Of the lines below, write out exactly those from the line with "positive clicks: (324, 75)" through the line with "0L279 3V5ZM289 1L294", both included, and skip the rest.

Records for processing:
= = =

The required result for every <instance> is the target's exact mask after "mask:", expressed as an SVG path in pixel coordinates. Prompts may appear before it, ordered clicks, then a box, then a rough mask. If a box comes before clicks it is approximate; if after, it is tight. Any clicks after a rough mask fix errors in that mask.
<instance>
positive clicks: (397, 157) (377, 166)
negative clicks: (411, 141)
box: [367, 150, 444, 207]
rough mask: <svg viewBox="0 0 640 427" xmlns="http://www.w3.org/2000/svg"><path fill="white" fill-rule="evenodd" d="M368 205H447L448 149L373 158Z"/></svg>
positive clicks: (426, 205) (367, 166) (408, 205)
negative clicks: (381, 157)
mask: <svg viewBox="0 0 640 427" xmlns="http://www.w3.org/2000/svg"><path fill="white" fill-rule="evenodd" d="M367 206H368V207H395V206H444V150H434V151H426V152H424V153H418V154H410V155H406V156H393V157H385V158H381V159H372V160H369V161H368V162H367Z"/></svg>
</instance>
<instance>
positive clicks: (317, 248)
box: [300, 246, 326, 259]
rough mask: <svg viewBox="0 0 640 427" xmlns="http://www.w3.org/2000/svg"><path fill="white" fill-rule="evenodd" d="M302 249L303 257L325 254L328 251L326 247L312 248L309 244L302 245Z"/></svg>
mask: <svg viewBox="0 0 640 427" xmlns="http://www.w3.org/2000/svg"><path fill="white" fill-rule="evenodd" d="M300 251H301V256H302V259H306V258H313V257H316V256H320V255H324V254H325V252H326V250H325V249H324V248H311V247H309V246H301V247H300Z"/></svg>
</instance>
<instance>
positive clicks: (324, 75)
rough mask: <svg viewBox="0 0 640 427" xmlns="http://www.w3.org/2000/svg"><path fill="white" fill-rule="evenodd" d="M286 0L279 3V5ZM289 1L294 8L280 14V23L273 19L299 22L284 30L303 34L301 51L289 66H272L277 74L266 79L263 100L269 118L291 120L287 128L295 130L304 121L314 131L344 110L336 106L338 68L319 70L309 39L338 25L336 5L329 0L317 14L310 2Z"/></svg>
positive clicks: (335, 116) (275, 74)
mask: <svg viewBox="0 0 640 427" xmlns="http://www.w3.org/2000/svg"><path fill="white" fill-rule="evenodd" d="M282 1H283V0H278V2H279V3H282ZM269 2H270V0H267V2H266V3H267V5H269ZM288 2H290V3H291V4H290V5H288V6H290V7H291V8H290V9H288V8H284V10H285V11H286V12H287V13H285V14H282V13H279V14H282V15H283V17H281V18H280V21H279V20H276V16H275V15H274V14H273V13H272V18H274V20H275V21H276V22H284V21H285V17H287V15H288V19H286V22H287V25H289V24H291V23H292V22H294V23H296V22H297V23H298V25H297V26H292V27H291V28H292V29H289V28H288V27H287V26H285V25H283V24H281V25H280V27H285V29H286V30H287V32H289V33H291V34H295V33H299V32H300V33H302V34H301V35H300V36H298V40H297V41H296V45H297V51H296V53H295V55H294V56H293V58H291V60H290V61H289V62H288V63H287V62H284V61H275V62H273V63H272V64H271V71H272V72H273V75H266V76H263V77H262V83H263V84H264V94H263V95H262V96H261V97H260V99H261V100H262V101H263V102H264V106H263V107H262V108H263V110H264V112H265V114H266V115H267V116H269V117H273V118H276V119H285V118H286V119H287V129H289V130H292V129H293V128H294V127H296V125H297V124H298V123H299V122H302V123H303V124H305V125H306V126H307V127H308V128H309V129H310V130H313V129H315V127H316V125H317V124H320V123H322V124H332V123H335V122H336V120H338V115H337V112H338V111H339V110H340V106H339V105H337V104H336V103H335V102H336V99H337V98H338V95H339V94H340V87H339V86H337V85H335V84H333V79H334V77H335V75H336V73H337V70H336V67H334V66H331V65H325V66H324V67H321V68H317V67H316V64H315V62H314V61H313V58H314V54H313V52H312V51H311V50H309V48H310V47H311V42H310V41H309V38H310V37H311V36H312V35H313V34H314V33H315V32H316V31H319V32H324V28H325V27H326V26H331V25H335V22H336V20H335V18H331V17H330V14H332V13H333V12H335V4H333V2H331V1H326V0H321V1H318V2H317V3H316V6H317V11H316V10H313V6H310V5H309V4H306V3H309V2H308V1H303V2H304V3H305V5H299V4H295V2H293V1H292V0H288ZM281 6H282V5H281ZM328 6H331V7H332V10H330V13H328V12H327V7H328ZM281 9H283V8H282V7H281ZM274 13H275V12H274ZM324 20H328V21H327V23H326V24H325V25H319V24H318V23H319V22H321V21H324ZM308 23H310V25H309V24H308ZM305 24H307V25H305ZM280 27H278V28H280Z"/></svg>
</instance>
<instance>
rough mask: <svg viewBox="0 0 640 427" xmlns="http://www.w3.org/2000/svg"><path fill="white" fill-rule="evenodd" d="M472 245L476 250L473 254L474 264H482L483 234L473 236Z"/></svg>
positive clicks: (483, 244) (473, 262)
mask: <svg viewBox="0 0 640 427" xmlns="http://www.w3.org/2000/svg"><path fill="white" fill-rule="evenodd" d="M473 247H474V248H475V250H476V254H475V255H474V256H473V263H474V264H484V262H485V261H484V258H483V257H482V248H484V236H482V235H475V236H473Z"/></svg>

= = =

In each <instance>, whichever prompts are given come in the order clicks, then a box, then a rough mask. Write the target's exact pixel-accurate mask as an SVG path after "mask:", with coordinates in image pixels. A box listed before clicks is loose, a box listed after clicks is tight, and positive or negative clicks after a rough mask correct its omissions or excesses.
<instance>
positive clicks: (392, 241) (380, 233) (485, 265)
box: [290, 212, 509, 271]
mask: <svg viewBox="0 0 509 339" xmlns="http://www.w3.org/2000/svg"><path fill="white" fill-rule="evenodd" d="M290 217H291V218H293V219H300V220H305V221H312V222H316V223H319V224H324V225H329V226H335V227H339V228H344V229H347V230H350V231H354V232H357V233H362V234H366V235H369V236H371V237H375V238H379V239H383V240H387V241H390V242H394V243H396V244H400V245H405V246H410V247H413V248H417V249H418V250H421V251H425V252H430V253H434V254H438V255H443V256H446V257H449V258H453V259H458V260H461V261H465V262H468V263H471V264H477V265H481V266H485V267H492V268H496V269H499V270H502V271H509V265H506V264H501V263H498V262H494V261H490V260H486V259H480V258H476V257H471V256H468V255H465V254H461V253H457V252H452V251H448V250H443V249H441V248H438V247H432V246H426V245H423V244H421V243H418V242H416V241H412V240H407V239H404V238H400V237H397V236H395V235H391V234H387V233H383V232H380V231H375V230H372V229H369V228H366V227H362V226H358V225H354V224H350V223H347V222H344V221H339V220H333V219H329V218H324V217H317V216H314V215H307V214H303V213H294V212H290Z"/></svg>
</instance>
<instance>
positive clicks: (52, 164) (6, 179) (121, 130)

= = =

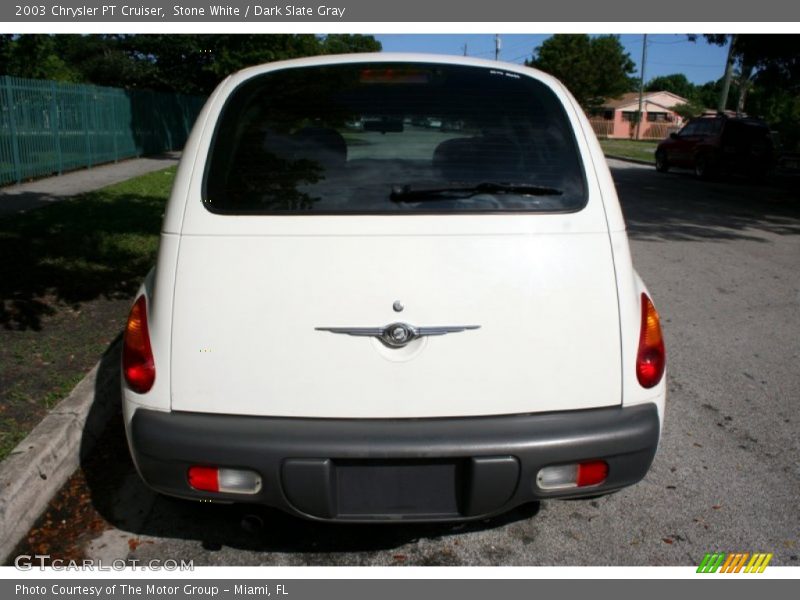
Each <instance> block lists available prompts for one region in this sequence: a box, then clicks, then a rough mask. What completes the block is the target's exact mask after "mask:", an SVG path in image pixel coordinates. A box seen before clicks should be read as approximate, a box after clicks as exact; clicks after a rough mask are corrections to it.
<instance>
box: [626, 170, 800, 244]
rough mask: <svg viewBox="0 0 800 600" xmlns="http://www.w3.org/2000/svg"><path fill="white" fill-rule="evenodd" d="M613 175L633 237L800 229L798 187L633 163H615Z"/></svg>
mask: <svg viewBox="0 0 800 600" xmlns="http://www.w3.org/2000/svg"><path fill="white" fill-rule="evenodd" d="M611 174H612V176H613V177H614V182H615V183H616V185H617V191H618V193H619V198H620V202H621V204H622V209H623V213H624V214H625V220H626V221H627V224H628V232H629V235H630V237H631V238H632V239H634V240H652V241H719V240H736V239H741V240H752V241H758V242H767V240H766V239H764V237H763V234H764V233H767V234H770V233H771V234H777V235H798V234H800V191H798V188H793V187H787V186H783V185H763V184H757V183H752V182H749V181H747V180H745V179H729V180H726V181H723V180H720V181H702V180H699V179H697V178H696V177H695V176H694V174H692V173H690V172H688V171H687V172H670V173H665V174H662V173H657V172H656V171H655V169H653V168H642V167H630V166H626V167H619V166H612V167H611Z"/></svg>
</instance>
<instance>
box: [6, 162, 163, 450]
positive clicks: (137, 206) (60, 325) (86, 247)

= = =

Answer space:
positive clicks: (324, 75)
rough mask: <svg viewBox="0 0 640 427" xmlns="http://www.w3.org/2000/svg"><path fill="white" fill-rule="evenodd" d="M286 0L279 3V5ZM289 1L294 8L280 14V23L273 19L299 22L284 30L303 34L301 51L289 66H272L277 74L266 79L263 100L269 118L291 120L287 128L295 130L304 121L314 131L344 110L336 106L338 68L319 70L309 39L338 25L336 5L329 0L317 14L310 2Z"/></svg>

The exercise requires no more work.